• Required work: Reproduce the rows from the line with "Where can the black" to the line with "x=481, y=104", both included, and keep the request lines unchanged. Multiply every x and y coordinate in the answers by 1.9, round to whole numbers with halves going up, and return only these lines.

• Material supplied:
━━━━━━━━
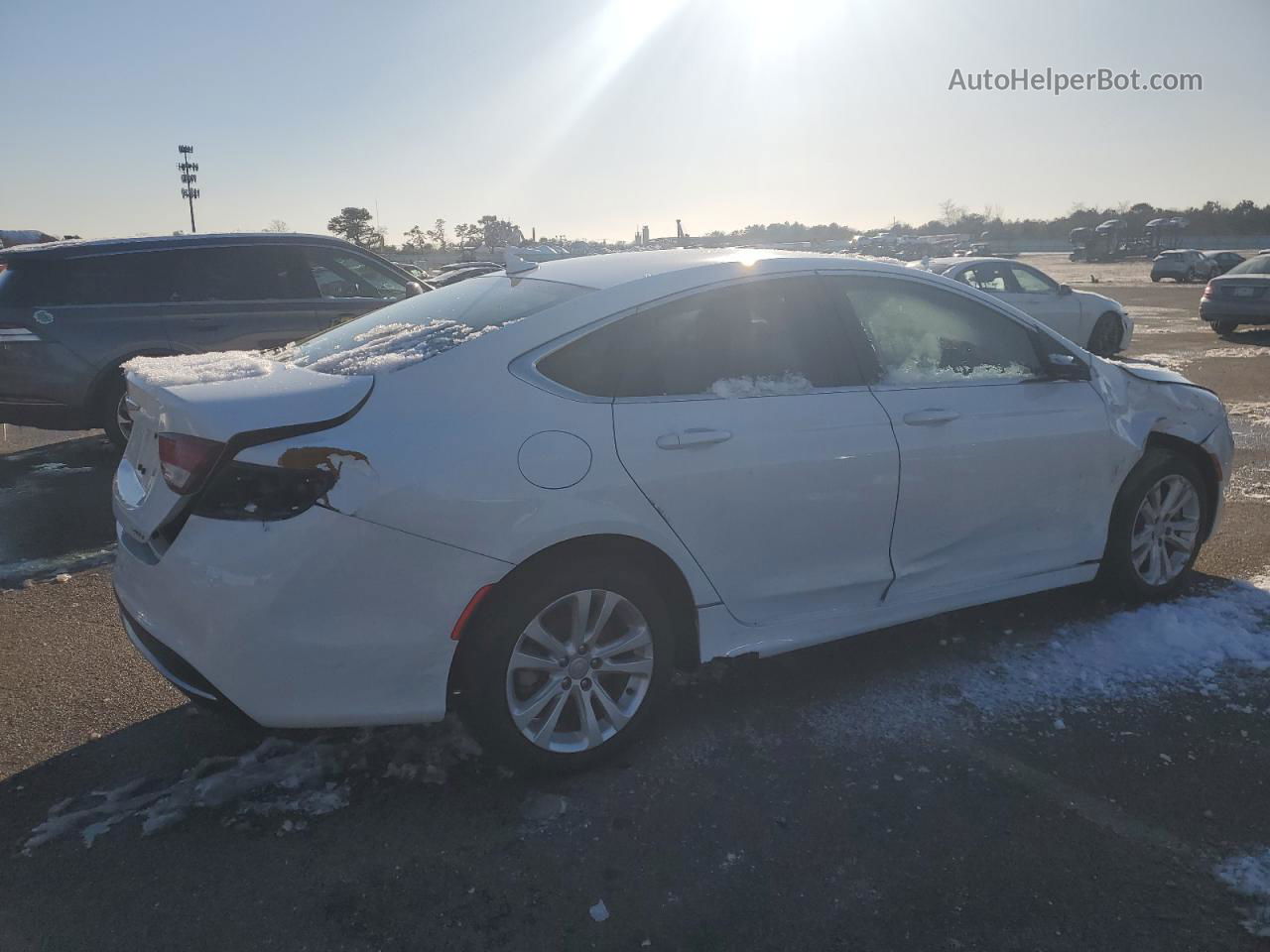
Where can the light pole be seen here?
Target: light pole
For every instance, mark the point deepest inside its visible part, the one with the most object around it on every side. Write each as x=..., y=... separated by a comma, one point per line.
x=187, y=181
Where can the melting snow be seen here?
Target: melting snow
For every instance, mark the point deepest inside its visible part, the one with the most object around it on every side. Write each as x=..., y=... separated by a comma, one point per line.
x=278, y=777
x=1250, y=876
x=1193, y=643
x=761, y=386
x=199, y=368
x=915, y=371
x=390, y=347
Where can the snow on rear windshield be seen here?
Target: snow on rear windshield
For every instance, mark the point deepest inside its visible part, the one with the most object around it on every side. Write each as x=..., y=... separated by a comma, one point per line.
x=426, y=325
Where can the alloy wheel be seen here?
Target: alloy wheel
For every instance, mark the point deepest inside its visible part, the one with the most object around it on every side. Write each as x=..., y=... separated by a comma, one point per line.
x=1165, y=531
x=579, y=671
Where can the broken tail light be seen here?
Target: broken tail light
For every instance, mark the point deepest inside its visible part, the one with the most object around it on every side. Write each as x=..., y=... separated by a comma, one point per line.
x=255, y=493
x=187, y=460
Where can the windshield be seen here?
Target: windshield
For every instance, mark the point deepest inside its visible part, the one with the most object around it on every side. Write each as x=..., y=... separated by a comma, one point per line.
x=426, y=325
x=1254, y=266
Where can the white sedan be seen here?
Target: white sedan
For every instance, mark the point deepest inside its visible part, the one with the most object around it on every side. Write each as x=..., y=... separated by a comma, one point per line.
x=531, y=495
x=1096, y=322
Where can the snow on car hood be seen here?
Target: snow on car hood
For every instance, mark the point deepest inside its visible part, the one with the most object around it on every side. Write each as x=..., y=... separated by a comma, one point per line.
x=1142, y=399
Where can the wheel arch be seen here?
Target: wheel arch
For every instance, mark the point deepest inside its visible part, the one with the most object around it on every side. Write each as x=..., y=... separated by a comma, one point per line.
x=1199, y=457
x=626, y=548
x=109, y=368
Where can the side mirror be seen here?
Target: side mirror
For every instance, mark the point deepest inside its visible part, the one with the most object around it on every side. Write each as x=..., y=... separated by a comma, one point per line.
x=1066, y=367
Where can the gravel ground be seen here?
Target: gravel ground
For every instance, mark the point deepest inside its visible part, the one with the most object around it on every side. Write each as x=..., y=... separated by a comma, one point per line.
x=916, y=788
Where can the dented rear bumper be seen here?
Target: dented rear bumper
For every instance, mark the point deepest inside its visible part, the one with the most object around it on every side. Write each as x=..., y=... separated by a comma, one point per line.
x=318, y=621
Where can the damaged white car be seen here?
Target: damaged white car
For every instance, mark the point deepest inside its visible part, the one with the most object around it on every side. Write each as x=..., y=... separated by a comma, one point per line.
x=531, y=495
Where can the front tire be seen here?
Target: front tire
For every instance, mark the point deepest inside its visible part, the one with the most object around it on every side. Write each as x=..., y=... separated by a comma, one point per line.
x=113, y=411
x=1157, y=526
x=570, y=665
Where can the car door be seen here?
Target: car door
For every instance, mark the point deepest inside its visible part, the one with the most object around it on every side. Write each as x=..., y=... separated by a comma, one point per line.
x=742, y=416
x=1005, y=471
x=239, y=298
x=348, y=285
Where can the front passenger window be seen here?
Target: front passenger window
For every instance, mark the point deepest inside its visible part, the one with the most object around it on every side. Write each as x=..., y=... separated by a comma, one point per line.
x=925, y=335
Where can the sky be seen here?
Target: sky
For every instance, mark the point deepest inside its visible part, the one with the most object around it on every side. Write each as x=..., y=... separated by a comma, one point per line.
x=592, y=118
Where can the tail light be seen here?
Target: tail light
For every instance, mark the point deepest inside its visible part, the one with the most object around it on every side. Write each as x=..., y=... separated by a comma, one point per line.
x=187, y=460
x=255, y=493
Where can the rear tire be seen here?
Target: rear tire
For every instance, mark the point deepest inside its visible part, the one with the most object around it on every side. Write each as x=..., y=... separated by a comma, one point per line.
x=1105, y=339
x=506, y=670
x=1129, y=565
x=113, y=413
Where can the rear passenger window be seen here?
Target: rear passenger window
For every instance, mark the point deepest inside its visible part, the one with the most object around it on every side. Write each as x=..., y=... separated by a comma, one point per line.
x=925, y=335
x=135, y=278
x=240, y=273
x=344, y=275
x=760, y=338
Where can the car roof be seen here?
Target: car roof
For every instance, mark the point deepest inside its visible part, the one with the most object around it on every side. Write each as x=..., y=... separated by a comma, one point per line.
x=602, y=272
x=155, y=243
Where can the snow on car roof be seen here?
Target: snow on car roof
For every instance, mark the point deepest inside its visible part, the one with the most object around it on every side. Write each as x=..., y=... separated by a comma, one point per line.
x=602, y=272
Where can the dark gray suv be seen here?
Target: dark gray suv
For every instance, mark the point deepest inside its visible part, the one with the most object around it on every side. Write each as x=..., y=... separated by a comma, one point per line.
x=71, y=312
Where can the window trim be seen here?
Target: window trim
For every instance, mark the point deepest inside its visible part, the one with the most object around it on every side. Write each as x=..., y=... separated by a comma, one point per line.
x=526, y=366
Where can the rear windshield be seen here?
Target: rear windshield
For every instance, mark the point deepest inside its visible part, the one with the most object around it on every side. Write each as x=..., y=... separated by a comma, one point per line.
x=1254, y=266
x=426, y=325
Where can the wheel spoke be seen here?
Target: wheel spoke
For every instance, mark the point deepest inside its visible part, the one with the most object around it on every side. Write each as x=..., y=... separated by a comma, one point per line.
x=522, y=661
x=524, y=715
x=633, y=640
x=607, y=603
x=616, y=716
x=642, y=666
x=539, y=635
x=548, y=728
x=578, y=621
x=589, y=722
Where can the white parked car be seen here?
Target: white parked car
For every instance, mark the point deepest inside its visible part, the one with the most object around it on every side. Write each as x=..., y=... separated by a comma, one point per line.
x=1093, y=321
x=531, y=495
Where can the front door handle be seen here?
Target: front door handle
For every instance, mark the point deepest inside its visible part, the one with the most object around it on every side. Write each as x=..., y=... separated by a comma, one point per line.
x=931, y=416
x=691, y=438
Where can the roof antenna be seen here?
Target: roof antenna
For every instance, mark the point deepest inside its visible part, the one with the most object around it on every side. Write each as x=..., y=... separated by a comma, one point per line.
x=515, y=264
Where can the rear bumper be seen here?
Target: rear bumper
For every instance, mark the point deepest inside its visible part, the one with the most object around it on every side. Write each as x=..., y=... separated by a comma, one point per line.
x=1229, y=309
x=318, y=621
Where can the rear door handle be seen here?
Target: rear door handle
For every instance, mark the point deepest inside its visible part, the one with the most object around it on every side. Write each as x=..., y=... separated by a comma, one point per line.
x=929, y=417
x=691, y=438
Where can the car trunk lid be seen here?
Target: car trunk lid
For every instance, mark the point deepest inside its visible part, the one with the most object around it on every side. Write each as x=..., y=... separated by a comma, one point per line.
x=249, y=404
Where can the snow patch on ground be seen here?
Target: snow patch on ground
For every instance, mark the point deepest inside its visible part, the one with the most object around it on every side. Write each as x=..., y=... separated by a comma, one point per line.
x=1250, y=876
x=761, y=386
x=1196, y=643
x=277, y=778
x=199, y=368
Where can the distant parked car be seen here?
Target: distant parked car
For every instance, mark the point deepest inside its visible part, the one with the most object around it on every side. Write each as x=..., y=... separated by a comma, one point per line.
x=72, y=312
x=1225, y=259
x=1184, y=266
x=1239, y=296
x=1093, y=321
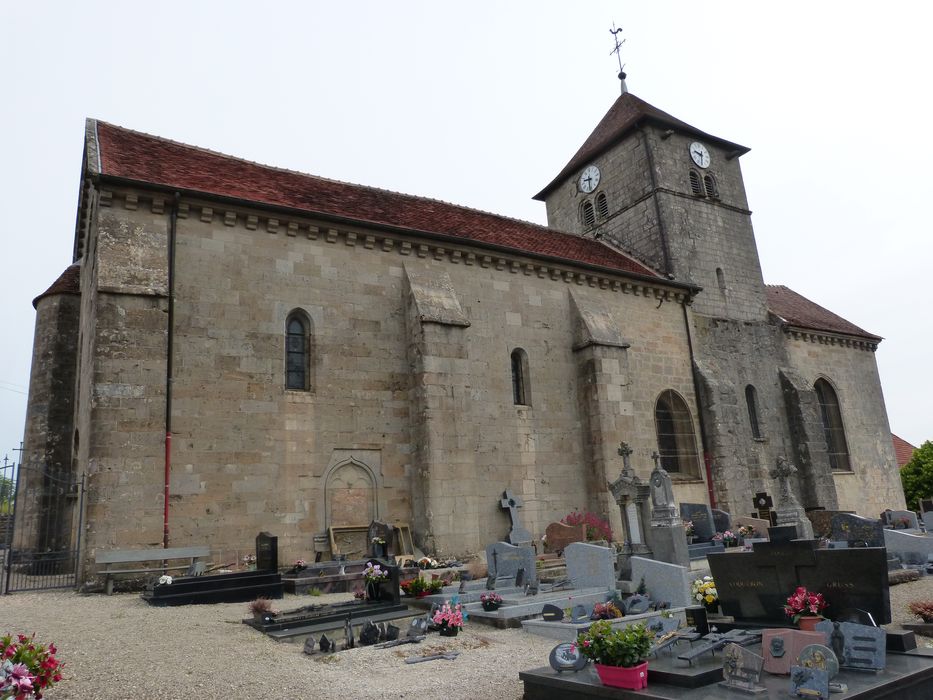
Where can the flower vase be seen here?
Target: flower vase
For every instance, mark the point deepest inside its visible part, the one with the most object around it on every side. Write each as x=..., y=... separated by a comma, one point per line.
x=808, y=622
x=628, y=677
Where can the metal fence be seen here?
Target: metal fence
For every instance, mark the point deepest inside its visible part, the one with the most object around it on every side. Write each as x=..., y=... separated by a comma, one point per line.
x=41, y=511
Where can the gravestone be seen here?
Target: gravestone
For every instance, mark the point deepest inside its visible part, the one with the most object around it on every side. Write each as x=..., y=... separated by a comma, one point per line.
x=504, y=560
x=741, y=669
x=701, y=515
x=855, y=646
x=781, y=647
x=754, y=586
x=590, y=566
x=856, y=530
x=663, y=581
x=902, y=519
x=558, y=535
x=518, y=535
x=267, y=552
x=722, y=521
x=379, y=530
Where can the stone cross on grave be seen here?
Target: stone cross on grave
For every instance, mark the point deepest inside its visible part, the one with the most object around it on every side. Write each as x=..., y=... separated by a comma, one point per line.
x=518, y=535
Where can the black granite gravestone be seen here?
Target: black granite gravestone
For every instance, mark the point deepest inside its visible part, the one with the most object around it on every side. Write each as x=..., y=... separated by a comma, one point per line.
x=754, y=586
x=267, y=552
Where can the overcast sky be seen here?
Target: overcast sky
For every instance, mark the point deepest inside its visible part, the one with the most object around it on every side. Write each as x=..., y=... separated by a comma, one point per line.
x=481, y=104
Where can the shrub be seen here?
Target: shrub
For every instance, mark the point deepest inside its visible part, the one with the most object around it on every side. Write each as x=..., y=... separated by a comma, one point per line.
x=596, y=527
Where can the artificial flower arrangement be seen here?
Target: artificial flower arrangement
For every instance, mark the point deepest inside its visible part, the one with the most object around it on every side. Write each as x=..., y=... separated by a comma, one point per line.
x=28, y=668
x=704, y=591
x=596, y=527
x=374, y=573
x=418, y=587
x=449, y=616
x=610, y=646
x=606, y=611
x=803, y=603
x=490, y=601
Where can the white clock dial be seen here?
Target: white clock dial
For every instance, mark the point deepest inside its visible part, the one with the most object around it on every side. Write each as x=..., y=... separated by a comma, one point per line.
x=589, y=179
x=699, y=154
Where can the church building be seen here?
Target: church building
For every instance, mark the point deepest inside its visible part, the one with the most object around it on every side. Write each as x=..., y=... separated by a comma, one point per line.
x=239, y=348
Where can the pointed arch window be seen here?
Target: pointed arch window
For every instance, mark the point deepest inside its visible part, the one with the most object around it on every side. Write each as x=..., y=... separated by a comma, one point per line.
x=602, y=206
x=298, y=352
x=695, y=185
x=751, y=402
x=521, y=388
x=833, y=430
x=676, y=440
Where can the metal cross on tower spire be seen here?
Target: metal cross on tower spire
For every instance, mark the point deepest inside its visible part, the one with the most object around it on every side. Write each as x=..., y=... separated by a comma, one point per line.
x=618, y=52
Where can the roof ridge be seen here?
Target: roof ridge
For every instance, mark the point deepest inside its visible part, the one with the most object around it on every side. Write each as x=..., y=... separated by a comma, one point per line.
x=373, y=188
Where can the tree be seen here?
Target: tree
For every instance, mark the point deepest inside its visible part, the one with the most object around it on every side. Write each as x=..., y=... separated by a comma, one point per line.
x=917, y=476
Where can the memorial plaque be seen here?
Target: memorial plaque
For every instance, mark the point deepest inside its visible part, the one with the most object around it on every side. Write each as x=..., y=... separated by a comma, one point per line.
x=701, y=515
x=857, y=531
x=267, y=552
x=754, y=586
x=782, y=647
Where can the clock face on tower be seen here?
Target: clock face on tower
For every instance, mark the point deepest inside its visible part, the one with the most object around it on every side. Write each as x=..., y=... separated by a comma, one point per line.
x=699, y=154
x=589, y=179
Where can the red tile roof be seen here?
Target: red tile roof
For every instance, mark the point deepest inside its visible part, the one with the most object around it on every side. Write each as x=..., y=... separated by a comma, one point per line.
x=797, y=310
x=69, y=282
x=626, y=113
x=134, y=156
x=903, y=450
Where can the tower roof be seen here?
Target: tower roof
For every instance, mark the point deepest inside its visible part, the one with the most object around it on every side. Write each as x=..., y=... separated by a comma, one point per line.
x=625, y=115
x=798, y=311
x=133, y=157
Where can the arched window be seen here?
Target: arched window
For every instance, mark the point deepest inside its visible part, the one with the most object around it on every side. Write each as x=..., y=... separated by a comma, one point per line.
x=751, y=401
x=695, y=186
x=676, y=442
x=833, y=430
x=297, y=352
x=602, y=205
x=521, y=389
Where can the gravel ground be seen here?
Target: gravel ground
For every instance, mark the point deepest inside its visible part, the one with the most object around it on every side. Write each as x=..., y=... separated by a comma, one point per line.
x=119, y=647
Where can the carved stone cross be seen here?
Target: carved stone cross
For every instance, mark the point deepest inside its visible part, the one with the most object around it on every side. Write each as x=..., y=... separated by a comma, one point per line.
x=518, y=535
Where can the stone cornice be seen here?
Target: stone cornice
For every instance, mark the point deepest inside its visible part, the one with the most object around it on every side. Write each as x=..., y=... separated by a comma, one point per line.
x=454, y=252
x=812, y=335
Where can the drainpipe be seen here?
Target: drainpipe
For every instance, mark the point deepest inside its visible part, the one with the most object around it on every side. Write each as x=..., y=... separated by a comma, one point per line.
x=173, y=222
x=696, y=392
━━━━━━━━
• In response:
Where can the black granite gravestone be seen here?
Target: black granite gravestone
For every instance, mark the point deepest inside its visible part, the one with the most object around it on every side. Write each as x=..., y=... separated by a comma, one point per line.
x=1433, y=1113
x=507, y=1049
Where can the overcast sky be seen here?
Target: overcast sky
For every instance, mark the point deepest inside its visible part, the one with the most object around it on every side. Write each as x=..., y=... separated by a comma, one point per line.
x=914, y=198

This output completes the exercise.